Pull out every line below that contains the string "white" and copy each one as it appears, treating uppercase and lowercase as different.

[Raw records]

⟨

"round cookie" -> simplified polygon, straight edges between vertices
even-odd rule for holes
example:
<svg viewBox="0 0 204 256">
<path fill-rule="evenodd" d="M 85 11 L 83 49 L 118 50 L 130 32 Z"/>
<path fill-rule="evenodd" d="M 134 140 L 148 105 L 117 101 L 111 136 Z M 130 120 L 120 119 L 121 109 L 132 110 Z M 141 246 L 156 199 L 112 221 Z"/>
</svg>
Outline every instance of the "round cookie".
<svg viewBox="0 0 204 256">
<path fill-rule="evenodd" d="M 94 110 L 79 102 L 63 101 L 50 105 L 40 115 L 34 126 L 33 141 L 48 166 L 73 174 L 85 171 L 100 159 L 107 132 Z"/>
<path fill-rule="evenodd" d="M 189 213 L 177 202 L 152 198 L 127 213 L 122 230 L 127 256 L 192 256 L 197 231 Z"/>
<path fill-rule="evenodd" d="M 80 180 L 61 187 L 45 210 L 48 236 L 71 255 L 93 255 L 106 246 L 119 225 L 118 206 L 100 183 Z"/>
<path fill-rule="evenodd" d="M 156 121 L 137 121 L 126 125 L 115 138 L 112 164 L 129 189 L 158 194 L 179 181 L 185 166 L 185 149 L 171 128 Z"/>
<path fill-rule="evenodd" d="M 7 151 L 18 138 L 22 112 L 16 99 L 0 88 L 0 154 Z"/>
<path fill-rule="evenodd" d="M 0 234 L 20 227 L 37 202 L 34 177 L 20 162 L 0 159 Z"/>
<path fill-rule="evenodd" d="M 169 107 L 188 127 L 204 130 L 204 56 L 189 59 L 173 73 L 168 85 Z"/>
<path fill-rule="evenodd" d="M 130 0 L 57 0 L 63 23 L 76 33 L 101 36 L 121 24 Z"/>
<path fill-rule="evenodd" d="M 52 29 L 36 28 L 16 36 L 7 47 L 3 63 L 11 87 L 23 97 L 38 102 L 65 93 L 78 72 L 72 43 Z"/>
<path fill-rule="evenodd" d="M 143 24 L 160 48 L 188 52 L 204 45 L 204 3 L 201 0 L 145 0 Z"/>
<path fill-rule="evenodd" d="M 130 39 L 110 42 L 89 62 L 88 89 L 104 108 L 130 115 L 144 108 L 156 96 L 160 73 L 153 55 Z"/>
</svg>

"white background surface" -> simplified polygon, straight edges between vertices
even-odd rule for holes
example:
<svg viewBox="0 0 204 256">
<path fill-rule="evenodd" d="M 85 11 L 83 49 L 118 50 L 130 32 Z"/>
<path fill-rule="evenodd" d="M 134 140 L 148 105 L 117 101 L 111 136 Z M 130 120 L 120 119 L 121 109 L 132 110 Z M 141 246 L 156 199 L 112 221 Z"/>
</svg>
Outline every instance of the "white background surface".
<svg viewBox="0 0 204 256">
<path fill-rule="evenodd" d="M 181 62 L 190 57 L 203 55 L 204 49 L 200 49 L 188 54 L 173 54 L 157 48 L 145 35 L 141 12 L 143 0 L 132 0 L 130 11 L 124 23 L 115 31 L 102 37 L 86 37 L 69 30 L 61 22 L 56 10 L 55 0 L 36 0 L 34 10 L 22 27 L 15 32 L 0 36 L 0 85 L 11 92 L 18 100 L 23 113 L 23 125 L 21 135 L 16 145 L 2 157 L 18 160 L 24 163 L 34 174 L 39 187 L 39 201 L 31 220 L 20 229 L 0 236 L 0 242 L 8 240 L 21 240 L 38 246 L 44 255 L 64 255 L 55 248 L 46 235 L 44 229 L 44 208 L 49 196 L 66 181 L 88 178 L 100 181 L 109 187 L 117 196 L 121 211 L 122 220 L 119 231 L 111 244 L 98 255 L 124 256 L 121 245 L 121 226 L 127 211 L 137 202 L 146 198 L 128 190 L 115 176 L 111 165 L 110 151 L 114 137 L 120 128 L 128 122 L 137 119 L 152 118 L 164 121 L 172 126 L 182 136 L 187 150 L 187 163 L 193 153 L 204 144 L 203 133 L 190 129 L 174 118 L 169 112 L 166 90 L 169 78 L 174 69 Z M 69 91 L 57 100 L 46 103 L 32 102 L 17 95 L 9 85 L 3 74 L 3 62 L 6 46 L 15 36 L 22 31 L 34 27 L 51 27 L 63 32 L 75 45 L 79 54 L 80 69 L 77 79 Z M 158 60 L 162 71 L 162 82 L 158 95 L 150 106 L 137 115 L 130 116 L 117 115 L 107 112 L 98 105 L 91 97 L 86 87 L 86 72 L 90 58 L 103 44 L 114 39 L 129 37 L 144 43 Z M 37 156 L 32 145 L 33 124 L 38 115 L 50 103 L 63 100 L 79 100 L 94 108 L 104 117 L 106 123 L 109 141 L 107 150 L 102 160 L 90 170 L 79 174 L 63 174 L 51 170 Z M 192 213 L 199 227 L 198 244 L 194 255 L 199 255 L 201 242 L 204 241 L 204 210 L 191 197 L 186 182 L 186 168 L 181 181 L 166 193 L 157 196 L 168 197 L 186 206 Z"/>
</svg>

⟩

| EXERCISE ANSWER |
"white background surface" -> simplified polygon, straight edges between vertices
Outline every instance of the "white background surface".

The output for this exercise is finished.